----- DATA EXTRACT

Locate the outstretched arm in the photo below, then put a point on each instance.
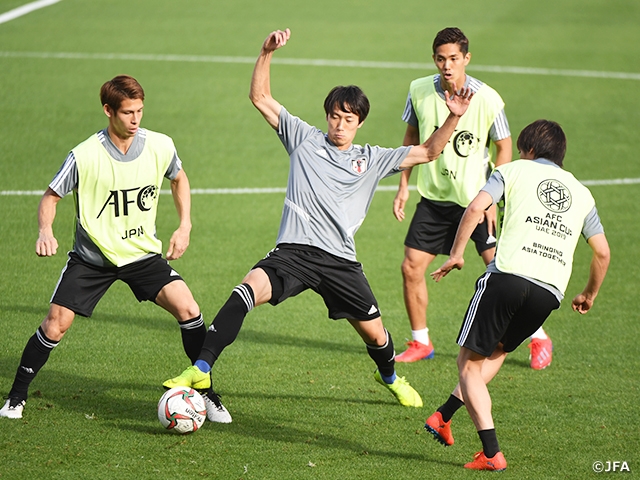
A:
(470, 219)
(411, 137)
(181, 192)
(583, 302)
(47, 245)
(260, 93)
(432, 148)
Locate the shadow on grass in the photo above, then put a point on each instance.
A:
(119, 406)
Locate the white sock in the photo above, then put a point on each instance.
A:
(539, 334)
(421, 336)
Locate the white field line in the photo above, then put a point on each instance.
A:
(24, 9)
(253, 191)
(316, 63)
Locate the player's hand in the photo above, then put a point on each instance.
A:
(459, 101)
(581, 303)
(178, 244)
(399, 202)
(46, 245)
(446, 267)
(276, 40)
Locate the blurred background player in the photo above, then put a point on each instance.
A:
(330, 187)
(528, 277)
(115, 175)
(448, 185)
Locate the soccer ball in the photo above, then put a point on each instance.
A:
(182, 410)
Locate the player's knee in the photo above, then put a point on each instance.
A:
(411, 271)
(189, 311)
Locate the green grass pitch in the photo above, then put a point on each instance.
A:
(299, 386)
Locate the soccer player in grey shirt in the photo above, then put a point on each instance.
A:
(330, 187)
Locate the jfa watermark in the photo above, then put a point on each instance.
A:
(611, 466)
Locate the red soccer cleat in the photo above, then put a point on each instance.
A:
(416, 351)
(440, 429)
(496, 463)
(541, 352)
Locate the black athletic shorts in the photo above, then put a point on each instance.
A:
(81, 285)
(341, 283)
(434, 225)
(505, 309)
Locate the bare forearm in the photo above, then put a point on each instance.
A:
(599, 266)
(260, 80)
(470, 219)
(47, 212)
(503, 151)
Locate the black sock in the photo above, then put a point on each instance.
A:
(384, 356)
(489, 442)
(450, 407)
(34, 356)
(193, 332)
(225, 327)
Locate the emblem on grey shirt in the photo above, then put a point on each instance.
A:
(359, 165)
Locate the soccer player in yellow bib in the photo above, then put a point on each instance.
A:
(546, 211)
(115, 176)
(447, 185)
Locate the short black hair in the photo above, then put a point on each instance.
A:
(451, 35)
(546, 138)
(349, 99)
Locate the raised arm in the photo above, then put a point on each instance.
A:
(181, 192)
(583, 302)
(432, 148)
(47, 245)
(260, 93)
(411, 137)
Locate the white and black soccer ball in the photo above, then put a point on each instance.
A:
(182, 410)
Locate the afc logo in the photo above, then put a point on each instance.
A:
(554, 196)
(121, 199)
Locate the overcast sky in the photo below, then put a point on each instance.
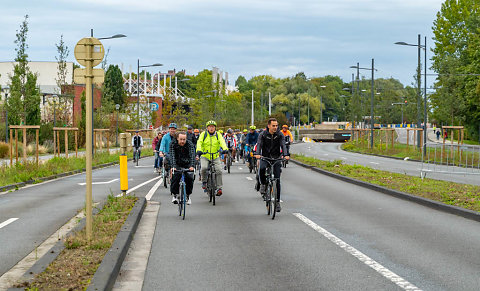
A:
(242, 37)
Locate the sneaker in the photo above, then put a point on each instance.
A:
(174, 199)
(263, 189)
(279, 208)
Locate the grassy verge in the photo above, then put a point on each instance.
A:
(75, 266)
(21, 172)
(466, 196)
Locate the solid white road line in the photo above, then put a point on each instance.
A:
(153, 190)
(399, 281)
(7, 222)
(140, 185)
(99, 183)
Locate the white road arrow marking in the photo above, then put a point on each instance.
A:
(99, 183)
(7, 222)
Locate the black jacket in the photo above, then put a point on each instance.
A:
(182, 156)
(269, 145)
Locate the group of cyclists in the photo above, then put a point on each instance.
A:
(184, 150)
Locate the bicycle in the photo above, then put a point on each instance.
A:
(229, 160)
(136, 154)
(182, 202)
(211, 178)
(272, 195)
(165, 173)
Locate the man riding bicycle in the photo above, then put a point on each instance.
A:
(288, 137)
(271, 144)
(211, 141)
(182, 153)
(231, 142)
(165, 145)
(137, 144)
(251, 141)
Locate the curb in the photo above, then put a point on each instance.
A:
(17, 186)
(107, 272)
(462, 212)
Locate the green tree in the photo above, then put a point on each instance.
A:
(24, 101)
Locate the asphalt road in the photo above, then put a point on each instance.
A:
(356, 239)
(43, 208)
(332, 151)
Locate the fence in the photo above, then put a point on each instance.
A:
(451, 159)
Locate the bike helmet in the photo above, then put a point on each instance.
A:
(211, 122)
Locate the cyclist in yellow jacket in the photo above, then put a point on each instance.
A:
(211, 141)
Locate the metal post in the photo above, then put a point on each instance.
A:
(6, 118)
(419, 91)
(371, 103)
(89, 137)
(425, 116)
(269, 104)
(253, 117)
(138, 93)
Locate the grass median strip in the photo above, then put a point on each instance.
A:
(75, 266)
(22, 172)
(462, 195)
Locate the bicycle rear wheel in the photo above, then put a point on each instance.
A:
(275, 199)
(268, 200)
(184, 200)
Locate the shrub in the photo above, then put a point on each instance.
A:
(4, 150)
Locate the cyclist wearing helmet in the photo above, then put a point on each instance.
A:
(166, 140)
(211, 141)
(251, 140)
(231, 142)
(288, 137)
(190, 136)
(137, 143)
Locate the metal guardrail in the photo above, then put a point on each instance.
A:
(455, 159)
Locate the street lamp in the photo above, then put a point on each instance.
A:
(138, 87)
(6, 115)
(372, 98)
(54, 110)
(117, 107)
(420, 46)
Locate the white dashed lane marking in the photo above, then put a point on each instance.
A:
(7, 222)
(399, 281)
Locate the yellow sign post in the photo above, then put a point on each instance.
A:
(89, 52)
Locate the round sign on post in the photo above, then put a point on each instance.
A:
(98, 52)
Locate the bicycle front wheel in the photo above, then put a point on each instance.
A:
(274, 199)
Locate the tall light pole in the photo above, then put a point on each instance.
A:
(253, 118)
(117, 107)
(420, 46)
(372, 121)
(138, 87)
(6, 115)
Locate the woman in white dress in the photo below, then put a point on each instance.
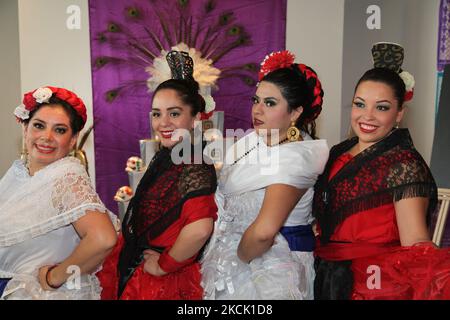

----------

Repeat the data verbatim through the "Locate the white field" line, no pictures.

**TASK SOLUTION**:
Locate the outstretched arm in the photo below, then put a point on each instance.
A:
(470, 219)
(411, 137)
(181, 192)
(583, 302)
(47, 245)
(260, 93)
(432, 148)
Locate the shadow on grass in the photo above, then put a point on each instance.
A:
(119, 406)
Locate the white sock in the photo above, then put a point on each instance.
A:
(539, 334)
(421, 336)
Locate the white field line in the photo above, then put a point on each instance.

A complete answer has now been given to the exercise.